Document section below:

After passing under the A59 and the A61 roads, the river goes past the hamlet of Knox, where it is crossed by the grade II listed Spruisty (or Knox) Bridge, a packhorse bridge that used to have a ford adjacent to it. The bridge was the main route between Knaresborough and Ripley, with the adjacent ford believed to have been the crossing place for monks going to and from Fountains Abbey. The Oak Beck flows past Knox and north of Bilton, entering the River Nidd just upstream of the former railway viaduct across Nidd Gorge. The lower reaches of the river, back from the Nidd past Knox to the northern part of Harrogate, were originally a lake, dammed by a glacier.

The length of the named Oak Beck is 8.5 mi; however, the Environment Agency state it to be 19.33 km, but this includes the tributaries of Scargill Beck and the stream that flows through Harlow Carr gardens.

End of Document section.
Study material below:

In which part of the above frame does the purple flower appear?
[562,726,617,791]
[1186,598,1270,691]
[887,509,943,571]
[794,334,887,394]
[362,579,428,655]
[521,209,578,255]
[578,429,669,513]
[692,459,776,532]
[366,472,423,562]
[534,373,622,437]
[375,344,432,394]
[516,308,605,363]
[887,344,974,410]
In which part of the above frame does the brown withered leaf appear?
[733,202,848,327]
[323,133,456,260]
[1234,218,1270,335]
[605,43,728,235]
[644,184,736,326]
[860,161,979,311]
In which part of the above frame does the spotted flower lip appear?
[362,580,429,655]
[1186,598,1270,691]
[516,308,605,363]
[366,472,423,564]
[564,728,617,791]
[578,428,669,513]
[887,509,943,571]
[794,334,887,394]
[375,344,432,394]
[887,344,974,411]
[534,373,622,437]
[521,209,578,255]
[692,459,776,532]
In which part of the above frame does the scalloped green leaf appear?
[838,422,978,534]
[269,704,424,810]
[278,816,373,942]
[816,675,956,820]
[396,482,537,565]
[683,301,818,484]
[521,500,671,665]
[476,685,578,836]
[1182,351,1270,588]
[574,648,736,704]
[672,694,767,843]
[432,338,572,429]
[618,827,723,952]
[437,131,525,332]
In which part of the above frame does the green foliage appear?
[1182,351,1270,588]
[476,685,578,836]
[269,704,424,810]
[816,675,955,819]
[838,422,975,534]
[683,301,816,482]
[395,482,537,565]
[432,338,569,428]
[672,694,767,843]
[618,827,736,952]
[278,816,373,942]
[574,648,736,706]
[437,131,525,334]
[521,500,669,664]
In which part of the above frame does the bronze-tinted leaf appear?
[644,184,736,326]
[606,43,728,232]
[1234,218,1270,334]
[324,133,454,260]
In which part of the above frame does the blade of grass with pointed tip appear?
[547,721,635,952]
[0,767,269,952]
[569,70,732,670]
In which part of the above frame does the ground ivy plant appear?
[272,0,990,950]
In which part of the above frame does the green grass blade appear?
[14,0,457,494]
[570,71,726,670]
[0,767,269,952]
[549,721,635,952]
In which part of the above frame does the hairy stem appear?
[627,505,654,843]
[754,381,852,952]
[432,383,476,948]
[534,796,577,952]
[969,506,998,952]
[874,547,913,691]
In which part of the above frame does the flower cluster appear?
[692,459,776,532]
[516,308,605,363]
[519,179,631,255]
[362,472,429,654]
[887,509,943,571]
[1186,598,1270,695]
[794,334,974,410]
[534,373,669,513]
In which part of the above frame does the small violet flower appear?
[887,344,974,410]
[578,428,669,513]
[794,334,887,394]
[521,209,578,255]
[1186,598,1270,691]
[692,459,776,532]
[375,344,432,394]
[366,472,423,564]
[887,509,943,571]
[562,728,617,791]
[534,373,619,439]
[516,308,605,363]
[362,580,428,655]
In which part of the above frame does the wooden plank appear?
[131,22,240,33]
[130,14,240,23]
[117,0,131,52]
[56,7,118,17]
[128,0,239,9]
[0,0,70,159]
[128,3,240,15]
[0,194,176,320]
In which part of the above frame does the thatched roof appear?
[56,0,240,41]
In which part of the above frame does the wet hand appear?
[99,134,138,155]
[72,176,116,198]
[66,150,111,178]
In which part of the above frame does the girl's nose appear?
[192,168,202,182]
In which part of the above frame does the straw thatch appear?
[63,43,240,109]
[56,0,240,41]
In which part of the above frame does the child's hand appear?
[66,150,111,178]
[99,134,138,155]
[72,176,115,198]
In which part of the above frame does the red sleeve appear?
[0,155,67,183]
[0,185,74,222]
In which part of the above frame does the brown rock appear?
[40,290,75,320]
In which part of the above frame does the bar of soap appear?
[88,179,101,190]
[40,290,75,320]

End of Study material.

Required work:
Answer these questions using the passage on the Oak Beck.
(a) What bridge crosses the river at the hamlet of Knox?
(b) What originally occupied the lower reaches of the river?
(c) What length does the Environment Agency give for the river, and what does that figure include?

Response below:
(a) The grade II listed Spruisty (or Knox) Bridge, a packhorse bridge.
(b) A lake, dammed by a glacier.
(c) 19.33 km, which includes the tributaries of Scargill Beck and the stream that flows through Harlow Carr gardens.